#### PASSAGE PROVIDED:

Under IND. CODE § 31-35-1-12(8), parents may appear at the hearing for the termination of parental rights and allege that their consent was not voluntary, and the trial court must determine whether the parents' consent to termination was indeed voluntary. While it is true that the termination statute does not contain a provision concerning the withdrawal of consent, IND. CODE § 31-35-1-12(1) specifically limits a parent's ability to revoke or set aside her consent “unless it was obtained by fraud or duress or unless the parent is incompetent.” If there was any evidence that fraud or duress was present when the written consent was given, the court “shall dismiss the petition or continue the proceeding.” IND. CODE § 31-35-1-7(c). Here, Wight appeared in court and alleged that her consent had not been voluntary because she had been coerced and under duress. The trial court conducted a hearing where it heard evidence and determined that Wight's consent had been voluntary and had been obtained without coercion or duress. Because Wight failed to establish that her consent was obtained by fraud or duress, her consent to termination cannot be revoked or set aside.
B. Consent Under Duress and Fraud
Wight next suggests that the trial court erred in finding that she had signed the consent to adoption and voluntary relinquishment of parental rights without coercion, fraud, or duress. It is clear that a parent's ability to withdraw his consent to the termination of his parental rights is extremely limited. Infant Ellis, 681 N.E.2d at 1149. A parent who executes a voluntary relinquishment of parental rights is bound by the consequences of such action, unless the relinquishment was procured by fraud, undue influence, duress, or other consent-vitiating factors. Snyder v. Shelby County Department of Public Welfare, 418 N.E.2d 1171, 1180 (Ind.Ct.App.1981). IND. CODE § 31-35-1-7 provides in pertinent part:
(a) Before the court may enter a termination order, the court:
(1) must inquire about the reasons for the parents' absence; and
(2) may require an investigation by a probation officer to:
(A) determine whether there is any evidence of fraud or duress; and
(B) establish that the parents were competent to give their consent.
(c) If there is any competent evidence of probative value that:
(1) fraud or duress was present when written consent was given; or
(2) a parent was incompetent;
a trial court shall dismiss a petition or continue the proceeding.
Here, Wight has not directed this Court to any evidence that Steinbarger's alleged harassment rose to the level of coercion or duress to overcome her volition. Wight admitted that she was aware that she did not have to sign the consent forms, and that she was free to leave Steinbarger's office at any time before signing the forms. Wight also stated that she had not been under the influence of any drugs or alcohol, nor had she been incompetent or suffering from any mental illness at the time the documents were signed. Both Steinbarger and Simpson testified that Wight had not appeared to be under any force, coercion, or duress when she signed the documents.

#### WRITTEN PROBLEM A:
In the court passage on parental consent, which statute section requires a court to dismiss the petition or continue the proceeding if fraud or duress was present when written consent was given?

#### RECORDS FOR THIS EXERCISE:
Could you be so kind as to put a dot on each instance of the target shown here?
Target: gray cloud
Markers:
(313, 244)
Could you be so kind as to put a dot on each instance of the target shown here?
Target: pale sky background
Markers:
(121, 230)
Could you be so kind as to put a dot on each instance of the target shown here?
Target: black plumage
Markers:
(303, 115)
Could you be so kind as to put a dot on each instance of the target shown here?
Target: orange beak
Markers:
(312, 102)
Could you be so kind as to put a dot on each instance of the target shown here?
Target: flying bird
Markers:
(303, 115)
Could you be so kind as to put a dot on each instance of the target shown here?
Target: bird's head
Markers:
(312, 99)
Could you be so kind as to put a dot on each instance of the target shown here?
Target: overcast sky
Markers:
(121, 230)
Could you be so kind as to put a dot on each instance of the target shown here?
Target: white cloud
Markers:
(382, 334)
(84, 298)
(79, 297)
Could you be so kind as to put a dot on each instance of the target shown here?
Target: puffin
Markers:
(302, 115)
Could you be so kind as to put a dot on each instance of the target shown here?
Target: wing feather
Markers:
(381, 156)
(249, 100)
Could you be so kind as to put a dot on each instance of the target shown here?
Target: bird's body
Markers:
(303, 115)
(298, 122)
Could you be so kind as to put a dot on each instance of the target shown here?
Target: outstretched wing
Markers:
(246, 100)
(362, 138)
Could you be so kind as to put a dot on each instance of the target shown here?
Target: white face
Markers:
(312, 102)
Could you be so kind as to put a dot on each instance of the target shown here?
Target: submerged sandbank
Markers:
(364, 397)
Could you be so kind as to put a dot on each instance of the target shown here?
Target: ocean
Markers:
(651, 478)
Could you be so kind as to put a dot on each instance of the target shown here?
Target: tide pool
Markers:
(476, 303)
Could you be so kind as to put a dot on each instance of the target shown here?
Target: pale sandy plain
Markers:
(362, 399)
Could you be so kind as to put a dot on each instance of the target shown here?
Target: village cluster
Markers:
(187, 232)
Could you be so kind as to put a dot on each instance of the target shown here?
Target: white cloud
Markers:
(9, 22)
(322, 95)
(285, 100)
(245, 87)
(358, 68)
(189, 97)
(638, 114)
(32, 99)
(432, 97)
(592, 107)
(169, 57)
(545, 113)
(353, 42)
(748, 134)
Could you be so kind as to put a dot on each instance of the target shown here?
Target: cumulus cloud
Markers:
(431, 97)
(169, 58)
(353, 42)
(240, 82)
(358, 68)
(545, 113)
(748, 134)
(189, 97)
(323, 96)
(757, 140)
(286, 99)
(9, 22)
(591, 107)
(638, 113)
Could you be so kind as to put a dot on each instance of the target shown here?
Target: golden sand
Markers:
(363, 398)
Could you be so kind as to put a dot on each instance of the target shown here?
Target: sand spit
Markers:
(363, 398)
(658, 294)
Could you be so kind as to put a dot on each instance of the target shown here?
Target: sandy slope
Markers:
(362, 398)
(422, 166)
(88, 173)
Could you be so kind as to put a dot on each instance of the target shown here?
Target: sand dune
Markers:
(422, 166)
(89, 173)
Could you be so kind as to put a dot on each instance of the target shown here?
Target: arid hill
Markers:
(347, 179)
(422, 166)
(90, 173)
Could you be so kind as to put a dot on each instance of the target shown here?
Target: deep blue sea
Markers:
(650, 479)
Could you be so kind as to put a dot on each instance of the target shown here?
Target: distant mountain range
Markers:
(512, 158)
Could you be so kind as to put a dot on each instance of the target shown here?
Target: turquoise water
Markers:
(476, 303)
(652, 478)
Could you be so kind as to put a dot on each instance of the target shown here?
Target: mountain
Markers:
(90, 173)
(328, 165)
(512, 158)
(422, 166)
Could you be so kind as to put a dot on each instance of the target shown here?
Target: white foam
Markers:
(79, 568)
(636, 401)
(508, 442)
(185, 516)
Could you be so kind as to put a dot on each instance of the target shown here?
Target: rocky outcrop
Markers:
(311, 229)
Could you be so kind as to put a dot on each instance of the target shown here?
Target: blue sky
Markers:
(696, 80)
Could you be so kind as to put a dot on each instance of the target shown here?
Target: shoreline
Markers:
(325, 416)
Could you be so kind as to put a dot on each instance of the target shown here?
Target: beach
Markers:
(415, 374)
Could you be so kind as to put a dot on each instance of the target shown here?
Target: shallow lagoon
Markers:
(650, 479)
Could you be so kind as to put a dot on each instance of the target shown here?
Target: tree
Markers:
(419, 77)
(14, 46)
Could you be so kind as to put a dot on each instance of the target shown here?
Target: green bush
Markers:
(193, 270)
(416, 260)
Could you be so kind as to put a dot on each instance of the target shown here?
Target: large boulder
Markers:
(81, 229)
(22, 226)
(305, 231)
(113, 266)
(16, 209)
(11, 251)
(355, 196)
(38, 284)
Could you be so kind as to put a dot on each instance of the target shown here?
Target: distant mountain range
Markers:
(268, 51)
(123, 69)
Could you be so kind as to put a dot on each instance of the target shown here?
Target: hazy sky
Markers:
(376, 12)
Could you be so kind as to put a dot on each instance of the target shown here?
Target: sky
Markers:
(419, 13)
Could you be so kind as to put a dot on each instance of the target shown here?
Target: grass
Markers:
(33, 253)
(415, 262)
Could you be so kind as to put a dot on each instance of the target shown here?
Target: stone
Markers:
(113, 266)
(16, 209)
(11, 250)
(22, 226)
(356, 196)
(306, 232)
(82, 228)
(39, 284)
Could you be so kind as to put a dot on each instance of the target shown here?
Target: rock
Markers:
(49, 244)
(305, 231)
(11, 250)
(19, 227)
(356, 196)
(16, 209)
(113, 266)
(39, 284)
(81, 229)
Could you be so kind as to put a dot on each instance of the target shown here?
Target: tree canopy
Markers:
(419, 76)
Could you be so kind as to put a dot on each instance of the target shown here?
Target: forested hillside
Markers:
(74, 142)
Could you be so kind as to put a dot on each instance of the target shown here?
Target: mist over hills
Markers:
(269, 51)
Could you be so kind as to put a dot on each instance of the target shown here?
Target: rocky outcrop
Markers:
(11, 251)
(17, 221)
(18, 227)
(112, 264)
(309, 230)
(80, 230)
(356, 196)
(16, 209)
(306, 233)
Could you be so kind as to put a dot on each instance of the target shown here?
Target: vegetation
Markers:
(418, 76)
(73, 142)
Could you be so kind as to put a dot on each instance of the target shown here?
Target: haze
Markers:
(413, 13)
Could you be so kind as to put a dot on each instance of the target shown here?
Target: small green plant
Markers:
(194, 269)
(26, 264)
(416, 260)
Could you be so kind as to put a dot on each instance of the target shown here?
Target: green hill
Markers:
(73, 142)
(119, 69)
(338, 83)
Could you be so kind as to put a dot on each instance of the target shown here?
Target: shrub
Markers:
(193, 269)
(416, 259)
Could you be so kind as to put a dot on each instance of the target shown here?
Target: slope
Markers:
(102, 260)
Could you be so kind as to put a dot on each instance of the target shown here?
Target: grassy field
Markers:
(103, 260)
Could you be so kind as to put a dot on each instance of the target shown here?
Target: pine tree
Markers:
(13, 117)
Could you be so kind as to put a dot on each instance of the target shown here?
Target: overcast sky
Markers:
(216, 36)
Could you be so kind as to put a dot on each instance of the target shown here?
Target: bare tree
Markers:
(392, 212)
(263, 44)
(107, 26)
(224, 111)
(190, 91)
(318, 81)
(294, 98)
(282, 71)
* * *
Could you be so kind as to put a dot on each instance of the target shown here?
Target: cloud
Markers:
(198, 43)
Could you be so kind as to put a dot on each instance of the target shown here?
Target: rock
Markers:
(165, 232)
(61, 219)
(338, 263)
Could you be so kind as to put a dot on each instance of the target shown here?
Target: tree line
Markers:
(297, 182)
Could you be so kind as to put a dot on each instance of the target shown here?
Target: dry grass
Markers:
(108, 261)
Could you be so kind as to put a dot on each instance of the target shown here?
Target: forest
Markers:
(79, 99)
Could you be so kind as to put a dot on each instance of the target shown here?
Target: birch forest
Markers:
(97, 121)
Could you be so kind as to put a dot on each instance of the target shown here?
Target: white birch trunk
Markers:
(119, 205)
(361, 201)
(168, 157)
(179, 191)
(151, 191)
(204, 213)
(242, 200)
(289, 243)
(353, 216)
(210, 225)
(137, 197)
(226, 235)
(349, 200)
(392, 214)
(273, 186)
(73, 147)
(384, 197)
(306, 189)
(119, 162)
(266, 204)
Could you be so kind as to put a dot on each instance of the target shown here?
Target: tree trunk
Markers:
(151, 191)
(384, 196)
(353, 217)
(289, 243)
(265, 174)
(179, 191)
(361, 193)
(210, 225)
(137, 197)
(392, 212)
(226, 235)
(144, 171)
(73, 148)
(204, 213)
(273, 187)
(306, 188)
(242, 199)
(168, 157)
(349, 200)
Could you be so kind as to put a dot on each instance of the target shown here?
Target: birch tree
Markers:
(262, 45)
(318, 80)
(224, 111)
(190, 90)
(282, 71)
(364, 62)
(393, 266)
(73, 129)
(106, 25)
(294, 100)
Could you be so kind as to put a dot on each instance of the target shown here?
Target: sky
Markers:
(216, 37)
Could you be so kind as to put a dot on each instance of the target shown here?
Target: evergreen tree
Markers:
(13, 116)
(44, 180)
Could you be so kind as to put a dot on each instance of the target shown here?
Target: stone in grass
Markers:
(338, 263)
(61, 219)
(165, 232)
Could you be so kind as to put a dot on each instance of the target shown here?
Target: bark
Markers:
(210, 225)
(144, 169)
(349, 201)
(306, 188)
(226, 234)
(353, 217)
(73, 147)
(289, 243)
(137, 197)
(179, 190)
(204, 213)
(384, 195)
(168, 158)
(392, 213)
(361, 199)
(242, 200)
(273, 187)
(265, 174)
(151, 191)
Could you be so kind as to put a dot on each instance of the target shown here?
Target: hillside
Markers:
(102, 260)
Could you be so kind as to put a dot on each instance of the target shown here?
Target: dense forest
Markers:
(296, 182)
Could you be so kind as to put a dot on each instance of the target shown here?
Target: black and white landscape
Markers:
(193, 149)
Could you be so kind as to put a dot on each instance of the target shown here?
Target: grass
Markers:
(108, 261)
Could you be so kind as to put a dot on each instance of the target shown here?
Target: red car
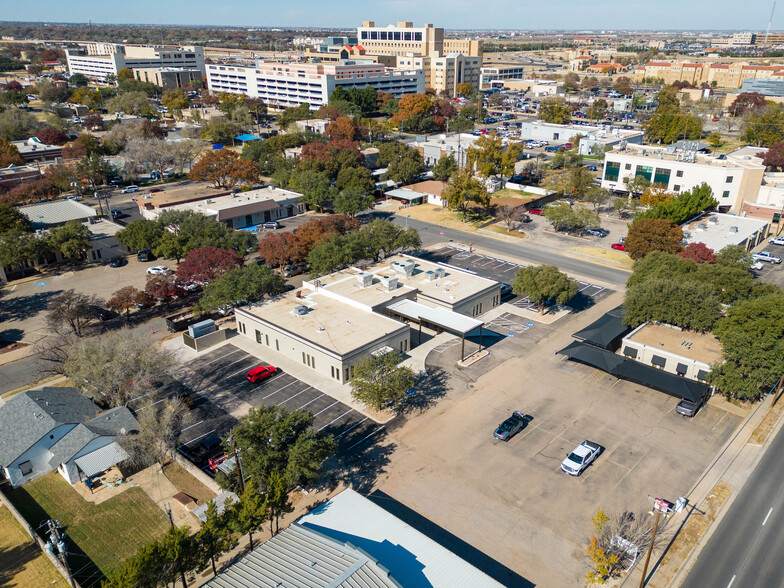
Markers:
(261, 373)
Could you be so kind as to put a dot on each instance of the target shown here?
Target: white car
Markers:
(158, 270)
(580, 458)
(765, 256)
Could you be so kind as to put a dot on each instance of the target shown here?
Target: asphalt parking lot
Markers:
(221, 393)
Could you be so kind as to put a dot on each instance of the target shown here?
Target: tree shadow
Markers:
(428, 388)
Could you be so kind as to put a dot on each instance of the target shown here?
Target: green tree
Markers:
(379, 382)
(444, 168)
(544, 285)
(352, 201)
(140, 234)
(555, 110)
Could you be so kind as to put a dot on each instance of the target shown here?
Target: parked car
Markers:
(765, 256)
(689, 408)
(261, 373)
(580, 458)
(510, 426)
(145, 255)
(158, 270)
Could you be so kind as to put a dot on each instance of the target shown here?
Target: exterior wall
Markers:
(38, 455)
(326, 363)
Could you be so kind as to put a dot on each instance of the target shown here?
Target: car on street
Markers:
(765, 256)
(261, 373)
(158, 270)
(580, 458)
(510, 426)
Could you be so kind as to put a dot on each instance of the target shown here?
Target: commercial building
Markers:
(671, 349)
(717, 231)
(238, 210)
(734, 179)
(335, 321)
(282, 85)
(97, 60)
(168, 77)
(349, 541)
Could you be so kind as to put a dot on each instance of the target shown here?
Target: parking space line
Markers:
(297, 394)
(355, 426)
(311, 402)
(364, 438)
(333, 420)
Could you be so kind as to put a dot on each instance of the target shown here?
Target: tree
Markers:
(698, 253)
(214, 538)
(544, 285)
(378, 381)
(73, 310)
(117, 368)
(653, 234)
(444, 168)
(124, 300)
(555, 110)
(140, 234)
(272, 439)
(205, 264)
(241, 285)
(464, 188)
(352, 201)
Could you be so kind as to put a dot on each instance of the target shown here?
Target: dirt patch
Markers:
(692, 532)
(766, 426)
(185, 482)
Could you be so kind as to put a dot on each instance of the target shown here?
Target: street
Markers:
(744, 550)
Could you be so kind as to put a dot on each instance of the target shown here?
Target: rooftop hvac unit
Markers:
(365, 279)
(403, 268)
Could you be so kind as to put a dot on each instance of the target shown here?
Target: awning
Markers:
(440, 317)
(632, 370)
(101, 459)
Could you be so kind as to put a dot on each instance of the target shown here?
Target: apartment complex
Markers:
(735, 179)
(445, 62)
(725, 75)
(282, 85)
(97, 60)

#### WRITTEN PROBLEM B:
List each line of the entries that contains the word "white".

#### TASK RESULT A:
IND. CODE § 31-35-1-7(c).

#### TASK RESULT B:
Target: white cloud
Target: white face
Target: white cloud
Target: white foam
Target: white birch trunk
Target: black and white landscape
Target: white car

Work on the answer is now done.